Prompt: Repeat the listing below exactly.

___

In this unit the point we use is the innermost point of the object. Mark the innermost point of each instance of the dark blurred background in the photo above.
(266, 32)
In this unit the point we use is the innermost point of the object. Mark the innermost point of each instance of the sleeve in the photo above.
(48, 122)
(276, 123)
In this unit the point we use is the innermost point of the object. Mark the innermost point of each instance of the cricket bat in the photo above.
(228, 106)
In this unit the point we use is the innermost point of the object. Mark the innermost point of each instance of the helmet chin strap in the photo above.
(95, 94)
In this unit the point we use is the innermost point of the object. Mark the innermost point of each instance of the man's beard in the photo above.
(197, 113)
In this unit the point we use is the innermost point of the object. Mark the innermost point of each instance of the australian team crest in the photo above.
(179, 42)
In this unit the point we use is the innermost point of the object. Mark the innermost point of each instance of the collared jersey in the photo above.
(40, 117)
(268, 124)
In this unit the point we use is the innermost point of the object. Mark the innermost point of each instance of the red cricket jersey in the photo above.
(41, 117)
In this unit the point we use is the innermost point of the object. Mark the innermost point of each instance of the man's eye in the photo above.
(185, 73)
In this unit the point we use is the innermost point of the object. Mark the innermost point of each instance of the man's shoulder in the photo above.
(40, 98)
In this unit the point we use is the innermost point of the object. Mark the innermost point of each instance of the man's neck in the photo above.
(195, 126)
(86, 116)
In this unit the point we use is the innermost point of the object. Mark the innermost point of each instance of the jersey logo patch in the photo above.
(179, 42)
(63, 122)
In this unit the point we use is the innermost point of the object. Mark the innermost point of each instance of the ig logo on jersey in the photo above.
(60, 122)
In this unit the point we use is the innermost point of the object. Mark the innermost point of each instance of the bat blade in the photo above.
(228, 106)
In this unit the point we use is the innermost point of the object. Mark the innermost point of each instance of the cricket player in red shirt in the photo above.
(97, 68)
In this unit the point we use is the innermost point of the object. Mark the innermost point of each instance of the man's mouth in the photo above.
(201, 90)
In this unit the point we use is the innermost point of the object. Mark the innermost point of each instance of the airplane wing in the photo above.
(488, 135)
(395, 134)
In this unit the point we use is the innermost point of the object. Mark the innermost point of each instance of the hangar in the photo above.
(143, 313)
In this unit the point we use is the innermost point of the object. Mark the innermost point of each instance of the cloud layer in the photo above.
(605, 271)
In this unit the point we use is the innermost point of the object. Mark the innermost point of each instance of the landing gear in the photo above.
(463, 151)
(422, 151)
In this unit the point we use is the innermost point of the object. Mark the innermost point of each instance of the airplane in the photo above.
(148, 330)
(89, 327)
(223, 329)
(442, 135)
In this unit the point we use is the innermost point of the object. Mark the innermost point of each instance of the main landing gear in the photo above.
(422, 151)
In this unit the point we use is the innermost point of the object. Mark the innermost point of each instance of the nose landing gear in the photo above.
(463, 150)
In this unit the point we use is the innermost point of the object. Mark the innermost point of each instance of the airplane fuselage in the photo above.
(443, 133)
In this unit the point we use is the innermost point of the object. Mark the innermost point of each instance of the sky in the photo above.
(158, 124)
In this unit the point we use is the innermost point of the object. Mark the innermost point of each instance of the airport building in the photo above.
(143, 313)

___

Response to this task:
In this unit the point we use is the innermost point of the object. Mark the innermost point of each instance of the dark blurred background in the photo above.
(266, 32)
In this unit the point we use is the innermost point of the object. Mark the innermost point of each instance of the sleeve in the photo above.
(48, 122)
(276, 123)
In this unit the point we use is the innermost point of the object. Mark the innermost point of each instance of the cricket bat in the photo above.
(228, 106)
In this unit the point we use is the innermost point of the object. Mark the innermost point of each instance of the helmet chin strap in the photo above.
(95, 94)
In this unit the point we use is the innermost point of the object. Mark the innermost point of each instance of the man's beard in the photo above.
(197, 113)
In this unit the point we use is the innermost point of the object. Mark the innermost point of each instance of the australian team crest in the photo above.
(179, 42)
In this unit the point we use is the innermost point of the object. Mark the innermost point of each instance of the collared jersey in the photo above.
(40, 117)
(268, 124)
In this unit the point we use is the innermost point of the object. Mark the innermost point of each instance of the red cricket jersey in the photo above.
(41, 117)
In this unit the point we use is the innermost point of the object. Mark the innermost point of each instance of the man's eye in the photo above.
(185, 73)
In this unit the point we use is the innermost point of the object. Mark the innermost point of each instance of the man's shoulder in the photo above.
(40, 98)
In this unit the point we use is the innermost point of the object. Mark the innermost point of each instance of the man's neck in the photo above.
(195, 126)
(86, 116)
In this unit the point we use is the innermost point of the object. Mark the innermost point of each instance of the jersey logo patch in the photo above.
(179, 42)
(63, 122)
In this unit the point we use is the innermost point of the object. Mark the innermost point of each instance of the ig logo on jersey in the photo above.
(60, 122)
In this unit the point we use is the innermost point of the object. Mark the innermost point of each instance of the bat blade in the photo above.
(228, 106)
In this unit the point we use is the innermost point of the object. Mark the innermost point of each instance of the cricket player in red shirt in the photo above.
(97, 68)
In this unit the point we use is the innermost point of the object. Mark the innermost point of each instance of the man's mouth in the photo above.
(201, 90)
In this unit the point we use is the innermost point of the object. Mark the innermost point of each instance of the airplane wing in the photo above.
(488, 135)
(395, 134)
In this unit the point we use is the innermost point of the object. Mark the innermost point of each instance of the hangar in the photo above.
(143, 313)
In this unit the point we use is the innermost point of the object. Mark the innermost point of each instance of the cloud layer in the photo above.
(605, 271)
In this unit the point we use is the innermost point of the object. Mark the innermost point of each instance of the landing gear in the photo above.
(463, 151)
(422, 151)
In this unit the point we use is the innermost point of the object. Mark the innermost point of each instance of the airplane in the photo above.
(148, 330)
(89, 327)
(223, 329)
(442, 135)
In this unit the point we use is the innermost point of the object. Mark the innermost point of each instance of the main landing gear in the photo above.
(422, 151)
In this unit the point we use is the innermost point of the object. Mark the innermost point of each instance of the nose landing gear in the photo above.
(463, 150)
In this unit the point we use is the innermost point of the object. Mark the innermost point of each instance of the airplane fuselage in the photo above.
(443, 133)
In this unit the point we use is the innermost point of the object. Mark the innermost point of each instance of the sky in the photo above.
(158, 124)
In this unit the point we use is the innermost point of the object. Mark the innermost point of each instance of the airport building in the photo above.
(143, 313)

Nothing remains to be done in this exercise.